----- Stored data -----
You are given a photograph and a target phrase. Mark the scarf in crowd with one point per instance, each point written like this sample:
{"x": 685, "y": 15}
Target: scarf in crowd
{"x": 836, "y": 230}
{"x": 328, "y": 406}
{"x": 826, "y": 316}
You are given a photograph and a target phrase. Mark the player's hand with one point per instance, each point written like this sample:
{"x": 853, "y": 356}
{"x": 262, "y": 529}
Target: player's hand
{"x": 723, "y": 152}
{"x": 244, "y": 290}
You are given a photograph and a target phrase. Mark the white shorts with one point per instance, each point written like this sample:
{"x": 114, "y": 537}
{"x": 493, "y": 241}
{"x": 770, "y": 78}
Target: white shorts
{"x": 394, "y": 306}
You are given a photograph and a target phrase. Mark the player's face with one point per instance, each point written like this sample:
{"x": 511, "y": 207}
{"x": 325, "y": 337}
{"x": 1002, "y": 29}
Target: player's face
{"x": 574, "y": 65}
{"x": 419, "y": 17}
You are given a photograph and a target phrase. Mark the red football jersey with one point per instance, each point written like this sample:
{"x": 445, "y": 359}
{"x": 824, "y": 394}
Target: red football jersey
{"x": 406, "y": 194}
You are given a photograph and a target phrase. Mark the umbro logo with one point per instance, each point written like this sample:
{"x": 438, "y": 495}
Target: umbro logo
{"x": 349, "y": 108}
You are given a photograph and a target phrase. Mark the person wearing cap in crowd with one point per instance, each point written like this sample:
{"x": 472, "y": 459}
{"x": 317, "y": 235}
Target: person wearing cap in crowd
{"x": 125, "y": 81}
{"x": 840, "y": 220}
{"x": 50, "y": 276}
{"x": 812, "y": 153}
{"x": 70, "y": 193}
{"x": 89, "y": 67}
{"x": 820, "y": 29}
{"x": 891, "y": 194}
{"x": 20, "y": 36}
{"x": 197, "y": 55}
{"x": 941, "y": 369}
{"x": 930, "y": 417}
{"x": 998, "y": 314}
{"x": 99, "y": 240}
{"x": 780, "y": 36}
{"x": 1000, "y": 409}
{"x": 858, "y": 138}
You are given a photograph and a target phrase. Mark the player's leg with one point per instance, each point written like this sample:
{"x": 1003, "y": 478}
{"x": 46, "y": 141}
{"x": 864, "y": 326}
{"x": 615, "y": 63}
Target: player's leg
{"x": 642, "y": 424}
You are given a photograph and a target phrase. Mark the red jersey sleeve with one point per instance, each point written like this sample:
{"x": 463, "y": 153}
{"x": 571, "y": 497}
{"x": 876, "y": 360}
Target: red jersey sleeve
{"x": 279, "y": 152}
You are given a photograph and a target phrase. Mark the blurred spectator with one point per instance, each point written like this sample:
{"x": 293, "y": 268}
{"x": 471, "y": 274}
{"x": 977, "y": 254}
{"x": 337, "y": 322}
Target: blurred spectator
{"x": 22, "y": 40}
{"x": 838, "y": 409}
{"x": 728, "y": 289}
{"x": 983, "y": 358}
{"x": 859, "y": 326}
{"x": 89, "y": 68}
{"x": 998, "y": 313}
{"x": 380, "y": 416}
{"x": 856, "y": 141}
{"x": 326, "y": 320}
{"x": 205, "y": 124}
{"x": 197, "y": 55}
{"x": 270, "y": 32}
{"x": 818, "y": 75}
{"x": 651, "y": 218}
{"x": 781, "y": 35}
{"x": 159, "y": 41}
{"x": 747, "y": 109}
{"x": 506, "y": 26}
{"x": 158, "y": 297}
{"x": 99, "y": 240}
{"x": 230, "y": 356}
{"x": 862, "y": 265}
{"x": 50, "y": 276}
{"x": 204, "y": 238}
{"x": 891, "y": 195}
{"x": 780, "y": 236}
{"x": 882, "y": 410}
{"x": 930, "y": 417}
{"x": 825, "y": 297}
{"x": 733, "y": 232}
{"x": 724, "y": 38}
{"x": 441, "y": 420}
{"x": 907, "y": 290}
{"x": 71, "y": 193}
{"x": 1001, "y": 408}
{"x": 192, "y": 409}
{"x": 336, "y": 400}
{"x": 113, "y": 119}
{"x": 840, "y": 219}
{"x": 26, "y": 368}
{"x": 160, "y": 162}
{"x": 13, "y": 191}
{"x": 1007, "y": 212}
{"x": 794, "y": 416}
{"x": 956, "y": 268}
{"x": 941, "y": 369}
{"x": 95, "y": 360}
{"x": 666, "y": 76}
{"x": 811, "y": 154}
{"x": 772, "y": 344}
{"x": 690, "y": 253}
-----
What to work on »
Extract all the material, leaving every line as it is.

Task solution »
You are given a photograph and a target phrase. Mark the scarf in crowd with one point per instance, each point written like this sample:
{"x": 685, "y": 15}
Target: scarf in crowd
{"x": 836, "y": 230}
{"x": 328, "y": 406}
{"x": 826, "y": 316}
You are given a photograph and a target phrase. Mark the player's hand with one point per instance, each point written like this sample:
{"x": 853, "y": 356}
{"x": 262, "y": 529}
Target: player's hand
{"x": 723, "y": 152}
{"x": 244, "y": 290}
You are given a photograph and a target phrase. Mark the white shorts with one point per instance, each point written like this sample:
{"x": 114, "y": 537}
{"x": 493, "y": 241}
{"x": 770, "y": 78}
Target: white shorts
{"x": 394, "y": 306}
You are given a photograph and a target phrase. Mark the player's face with one point per instance, each point written like this sample:
{"x": 511, "y": 207}
{"x": 325, "y": 337}
{"x": 1002, "y": 29}
Target: player's face
{"x": 574, "y": 65}
{"x": 419, "y": 17}
You are given a photograph and a target phrase. Mark the red football jersey with one point per instance, each point written like this sample:
{"x": 445, "y": 359}
{"x": 824, "y": 394}
Target: red football jersey
{"x": 406, "y": 194}
You are given a photograph and a target phrase. Mark the umbro logo with one point per instance, each point written like this sample:
{"x": 438, "y": 495}
Target: umbro logo
{"x": 349, "y": 108}
You are given a photograph and a target phrase. Mark the person wearing cap in crowd with one point per instance, each point written like this sample:
{"x": 472, "y": 459}
{"x": 317, "y": 235}
Target: person wearing cap in crowd
{"x": 125, "y": 81}
{"x": 840, "y": 220}
{"x": 50, "y": 276}
{"x": 812, "y": 153}
{"x": 70, "y": 193}
{"x": 89, "y": 67}
{"x": 820, "y": 29}
{"x": 891, "y": 194}
{"x": 20, "y": 36}
{"x": 197, "y": 55}
{"x": 941, "y": 369}
{"x": 930, "y": 417}
{"x": 998, "y": 314}
{"x": 99, "y": 240}
{"x": 780, "y": 36}
{"x": 1000, "y": 409}
{"x": 858, "y": 138}
You are given a photograph and a target phrase. Mark the player's leg with one point per instance, each point written like this sample:
{"x": 1003, "y": 478}
{"x": 46, "y": 141}
{"x": 864, "y": 326}
{"x": 615, "y": 63}
Target: player's leg
{"x": 642, "y": 424}
You are given a photograph and a target phrase. Mark the red jersey sleeve with one point per instance, each point written like this sample:
{"x": 463, "y": 153}
{"x": 571, "y": 497}
{"x": 876, "y": 360}
Target: red jersey sleeve
{"x": 279, "y": 152}
You are given a photograph and a target phrase. Mark the blurred spectator with one point per instance, each point written like this sample:
{"x": 293, "y": 268}
{"x": 471, "y": 274}
{"x": 977, "y": 254}
{"x": 337, "y": 322}
Target: blurred spectator
{"x": 22, "y": 40}
{"x": 838, "y": 409}
{"x": 728, "y": 289}
{"x": 983, "y": 358}
{"x": 859, "y": 326}
{"x": 89, "y": 68}
{"x": 998, "y": 313}
{"x": 380, "y": 416}
{"x": 856, "y": 141}
{"x": 326, "y": 320}
{"x": 205, "y": 124}
{"x": 197, "y": 55}
{"x": 270, "y": 32}
{"x": 818, "y": 75}
{"x": 651, "y": 218}
{"x": 781, "y": 35}
{"x": 159, "y": 41}
{"x": 747, "y": 109}
{"x": 506, "y": 26}
{"x": 158, "y": 297}
{"x": 99, "y": 240}
{"x": 230, "y": 356}
{"x": 862, "y": 265}
{"x": 50, "y": 276}
{"x": 204, "y": 238}
{"x": 891, "y": 195}
{"x": 780, "y": 236}
{"x": 882, "y": 410}
{"x": 930, "y": 417}
{"x": 825, "y": 297}
{"x": 733, "y": 232}
{"x": 724, "y": 38}
{"x": 441, "y": 420}
{"x": 907, "y": 290}
{"x": 71, "y": 193}
{"x": 1001, "y": 408}
{"x": 192, "y": 409}
{"x": 336, "y": 400}
{"x": 113, "y": 119}
{"x": 840, "y": 219}
{"x": 26, "y": 368}
{"x": 160, "y": 162}
{"x": 13, "y": 191}
{"x": 1007, "y": 212}
{"x": 794, "y": 416}
{"x": 956, "y": 268}
{"x": 941, "y": 369}
{"x": 95, "y": 360}
{"x": 666, "y": 76}
{"x": 811, "y": 154}
{"x": 772, "y": 344}
{"x": 690, "y": 253}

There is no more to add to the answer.